Exercise brief: Using the entries below, write out the line with "box: [1499, 448, 1631, 497]", the line with "positive clicks: (1039, 680)", and every line in between, exactly as each is written.

Data for processing:
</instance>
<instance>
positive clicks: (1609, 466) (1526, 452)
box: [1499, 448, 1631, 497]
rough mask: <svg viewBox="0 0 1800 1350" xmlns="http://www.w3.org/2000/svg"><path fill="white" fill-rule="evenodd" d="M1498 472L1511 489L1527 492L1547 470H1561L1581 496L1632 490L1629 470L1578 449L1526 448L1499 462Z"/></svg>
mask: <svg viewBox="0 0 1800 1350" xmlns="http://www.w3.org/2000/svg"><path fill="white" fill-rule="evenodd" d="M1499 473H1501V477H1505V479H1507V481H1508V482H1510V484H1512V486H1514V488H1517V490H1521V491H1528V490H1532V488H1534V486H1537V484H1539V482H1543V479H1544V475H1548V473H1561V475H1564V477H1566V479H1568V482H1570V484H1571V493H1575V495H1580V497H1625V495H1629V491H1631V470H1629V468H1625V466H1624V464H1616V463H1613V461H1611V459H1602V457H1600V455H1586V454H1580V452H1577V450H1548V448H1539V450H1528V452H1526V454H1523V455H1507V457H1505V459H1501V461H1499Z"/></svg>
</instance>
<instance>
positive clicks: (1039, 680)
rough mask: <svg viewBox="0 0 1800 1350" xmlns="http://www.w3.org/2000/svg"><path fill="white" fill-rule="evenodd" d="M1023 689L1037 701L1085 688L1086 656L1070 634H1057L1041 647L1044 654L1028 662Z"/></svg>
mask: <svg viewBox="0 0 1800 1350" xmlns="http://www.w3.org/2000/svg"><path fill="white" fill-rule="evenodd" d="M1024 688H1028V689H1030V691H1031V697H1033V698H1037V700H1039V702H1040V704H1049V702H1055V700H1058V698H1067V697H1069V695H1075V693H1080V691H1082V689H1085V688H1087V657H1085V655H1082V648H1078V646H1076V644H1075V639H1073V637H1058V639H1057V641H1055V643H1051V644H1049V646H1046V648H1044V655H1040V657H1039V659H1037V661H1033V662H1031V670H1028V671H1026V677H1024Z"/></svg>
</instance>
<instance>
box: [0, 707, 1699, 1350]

Reply:
box: [1499, 448, 1631, 497]
rough mask: <svg viewBox="0 0 1800 1350" xmlns="http://www.w3.org/2000/svg"><path fill="white" fill-rule="evenodd" d="M1498 472L1511 489L1527 492L1547 470H1561L1581 496L1632 490L1629 470L1578 449L1526 448L1499 462Z"/></svg>
mask: <svg viewBox="0 0 1800 1350" xmlns="http://www.w3.org/2000/svg"><path fill="white" fill-rule="evenodd" d="M1499 473H1501V477H1505V479H1507V481H1508V482H1510V484H1512V486H1514V488H1517V490H1521V491H1528V490H1532V488H1534V486H1537V484H1539V482H1543V479H1544V475H1548V473H1561V475H1564V477H1566V479H1568V482H1570V484H1571V493H1575V495H1580V497H1625V495H1629V491H1631V470H1629V468H1625V466H1624V464H1616V463H1613V461H1611V459H1602V457H1600V455H1586V454H1580V452H1577V450H1548V448H1539V450H1528V452H1526V454H1523V455H1507V457H1505V459H1501V461H1499Z"/></svg>
</instance>
<instance>
positive clicks: (1039, 680)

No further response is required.